REQUESTS -
**a.** Copy the passage of the Grails on Cloud Foundry tutorial from "grails create-domain-class note" up to and including "the actual note.".
**b.** Summarize the Grails on Cloud Foundry tutorial in two sentences.

In this blog I’ll show you how easy it is to get a small Grails app up and running on Cloud Foundry making use of a mysql service provided by Cloud Foundry. We’ll be using the Groovy & Grails Toolsuite (ggts) for this, but I’ll also show you the grails commands you can use to accomplish each individual step.


  • At the time of this blogpost I’m using ggts version 3.1.0.RELEASE based on Eclipse Juno 4.2.1, which can be downloaded right here;
  • ggts comes with a full Grails installation. To make use of command line grails commands outside of the IDE, set the following environment variables. If you’re an Ubuntu user like me, just add these two lines to your ~/.bashrc file:
    • export GRAILS_HOME=<ggts_home>/grails-2.1.1;
    • export PATH=$PATH:$GRAILS_HOME/bin;
  • Apply for a Cloud Foundry account right here. You’ll receive an email of approval which will contain your  password;
  • Enable Cloud Foundry Integration in ggts. Click the Extensions link on the Dashboard, scroll down to Cloud Foundry Integration for Eclipse and install it.
Screenshot from 2013-02-17 15:40:52
Cloud Foundry Integration for Eclipse

Building a simple Grails app

We’re gonna develop a very simple Grails app. Just enough for demonstration purposes. It’ll be an app that enables you to create notes and store them in a database. We’ll call it one-note.

Grails Project

Choose File > New > Grails Project and supply the project-name. Alternatively you could use the command line and type:

grails create-app one-note

There’s also a command line interface available in ggts itself (Navigate > Open Grails Command Prompt). All commands are available here (just ommit the grails prefix), except for the creation of an application.

Screenshot from 2013-02-24 16:54:11
Grails Command Prompt

Domain Class

Choose File > New > Domain Class and name it Note. The Note.groovy domain class will be created for you. You can also create the class via this command line:

grails create-domain-class note

Add two simple fields to the domain class, so it looks like this:

package one.note

class Note {

    String content
    Date dateCreated

    static constraints = {

The dateCreated is a standard field which will be supplied for by the Grails framework, the content field will contain the actual note.

EXCERPTED RECORDS -
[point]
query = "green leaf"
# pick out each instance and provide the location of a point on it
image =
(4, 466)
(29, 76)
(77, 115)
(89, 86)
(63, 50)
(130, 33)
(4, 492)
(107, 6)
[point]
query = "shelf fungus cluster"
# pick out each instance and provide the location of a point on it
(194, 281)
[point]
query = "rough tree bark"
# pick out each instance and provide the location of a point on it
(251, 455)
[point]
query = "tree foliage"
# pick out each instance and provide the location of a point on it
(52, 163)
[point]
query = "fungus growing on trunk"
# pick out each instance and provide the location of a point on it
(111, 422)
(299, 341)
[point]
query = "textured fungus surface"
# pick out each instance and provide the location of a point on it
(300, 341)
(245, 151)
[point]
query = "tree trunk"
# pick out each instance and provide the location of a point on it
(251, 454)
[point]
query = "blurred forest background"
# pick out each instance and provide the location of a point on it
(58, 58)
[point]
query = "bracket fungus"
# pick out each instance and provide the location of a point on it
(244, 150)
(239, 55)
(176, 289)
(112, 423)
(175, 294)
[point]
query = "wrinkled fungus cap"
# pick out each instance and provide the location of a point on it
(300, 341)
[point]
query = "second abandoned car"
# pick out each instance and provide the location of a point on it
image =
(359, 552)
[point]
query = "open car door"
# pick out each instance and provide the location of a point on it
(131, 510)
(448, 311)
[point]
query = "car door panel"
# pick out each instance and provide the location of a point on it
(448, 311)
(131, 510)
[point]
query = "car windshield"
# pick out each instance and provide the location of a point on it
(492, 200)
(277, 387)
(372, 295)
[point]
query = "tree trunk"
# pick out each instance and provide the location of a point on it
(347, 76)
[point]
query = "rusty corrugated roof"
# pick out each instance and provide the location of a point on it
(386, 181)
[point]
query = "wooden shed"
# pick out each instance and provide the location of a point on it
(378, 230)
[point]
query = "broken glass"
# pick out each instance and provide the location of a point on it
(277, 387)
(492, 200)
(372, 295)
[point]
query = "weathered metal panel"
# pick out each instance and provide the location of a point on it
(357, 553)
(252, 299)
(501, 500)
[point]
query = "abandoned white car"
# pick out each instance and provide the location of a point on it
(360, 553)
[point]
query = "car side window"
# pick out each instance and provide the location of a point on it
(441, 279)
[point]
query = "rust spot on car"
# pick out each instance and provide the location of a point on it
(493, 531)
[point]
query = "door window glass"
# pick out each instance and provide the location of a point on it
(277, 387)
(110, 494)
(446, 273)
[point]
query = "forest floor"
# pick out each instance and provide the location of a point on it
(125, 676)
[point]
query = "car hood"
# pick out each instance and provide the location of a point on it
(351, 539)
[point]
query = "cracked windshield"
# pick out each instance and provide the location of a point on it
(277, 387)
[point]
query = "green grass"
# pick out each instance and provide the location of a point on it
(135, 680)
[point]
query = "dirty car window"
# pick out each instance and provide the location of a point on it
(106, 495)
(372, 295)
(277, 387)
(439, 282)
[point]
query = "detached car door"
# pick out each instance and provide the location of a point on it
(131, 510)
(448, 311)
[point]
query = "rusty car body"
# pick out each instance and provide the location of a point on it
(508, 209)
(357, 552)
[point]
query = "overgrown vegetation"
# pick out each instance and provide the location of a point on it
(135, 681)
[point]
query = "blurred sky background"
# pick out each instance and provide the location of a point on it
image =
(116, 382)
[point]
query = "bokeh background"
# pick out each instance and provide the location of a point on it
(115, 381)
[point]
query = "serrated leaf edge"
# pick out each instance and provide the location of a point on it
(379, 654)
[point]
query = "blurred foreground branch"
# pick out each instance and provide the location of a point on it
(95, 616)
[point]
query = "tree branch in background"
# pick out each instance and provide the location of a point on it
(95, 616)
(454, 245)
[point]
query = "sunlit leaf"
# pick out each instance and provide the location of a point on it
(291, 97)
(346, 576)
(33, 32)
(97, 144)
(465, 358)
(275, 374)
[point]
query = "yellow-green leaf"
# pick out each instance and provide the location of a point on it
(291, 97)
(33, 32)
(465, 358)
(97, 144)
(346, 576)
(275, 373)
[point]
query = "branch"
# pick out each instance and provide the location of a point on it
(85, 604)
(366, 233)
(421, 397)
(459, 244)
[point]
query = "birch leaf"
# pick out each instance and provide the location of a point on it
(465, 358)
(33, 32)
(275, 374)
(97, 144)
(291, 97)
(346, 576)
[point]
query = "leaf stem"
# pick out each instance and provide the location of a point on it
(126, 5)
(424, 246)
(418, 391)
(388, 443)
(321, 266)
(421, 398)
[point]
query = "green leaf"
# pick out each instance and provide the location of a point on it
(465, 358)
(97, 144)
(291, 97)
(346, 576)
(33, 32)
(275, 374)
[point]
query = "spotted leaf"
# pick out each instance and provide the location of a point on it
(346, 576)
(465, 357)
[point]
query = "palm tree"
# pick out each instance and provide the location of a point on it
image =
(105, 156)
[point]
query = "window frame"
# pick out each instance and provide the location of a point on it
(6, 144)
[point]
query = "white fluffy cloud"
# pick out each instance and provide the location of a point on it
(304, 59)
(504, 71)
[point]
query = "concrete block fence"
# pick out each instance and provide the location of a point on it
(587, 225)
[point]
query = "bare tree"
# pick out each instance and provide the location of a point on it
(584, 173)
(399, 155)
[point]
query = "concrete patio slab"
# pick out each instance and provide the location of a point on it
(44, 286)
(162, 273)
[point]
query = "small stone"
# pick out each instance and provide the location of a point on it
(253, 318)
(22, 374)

FINAL RESULTS -
**a.**
grails create-domain-class note

Add two simple fields to the domain class, so it looks like this:

package one.note

class Note {

    String content
    Date dateCreated

    static constraints = {

The dateCreated is a standard field which will be supplied for by the Grails framework, the content field will contain the actual note.

**b.** The tutorial shows how to get a small Grails app running on Cloud Foundry with a MySQL service provided by Cloud Foundry, using the Groovy & Grails Toolsuite and also giving the matching grails commands. After setup steps such as setting environment variables, applying for a Cloud Foundry account and installing Cloud Foundry Integration, it begins building a note-storing app called one-note by creating the project and a Note domain class with content and dateCreated fields.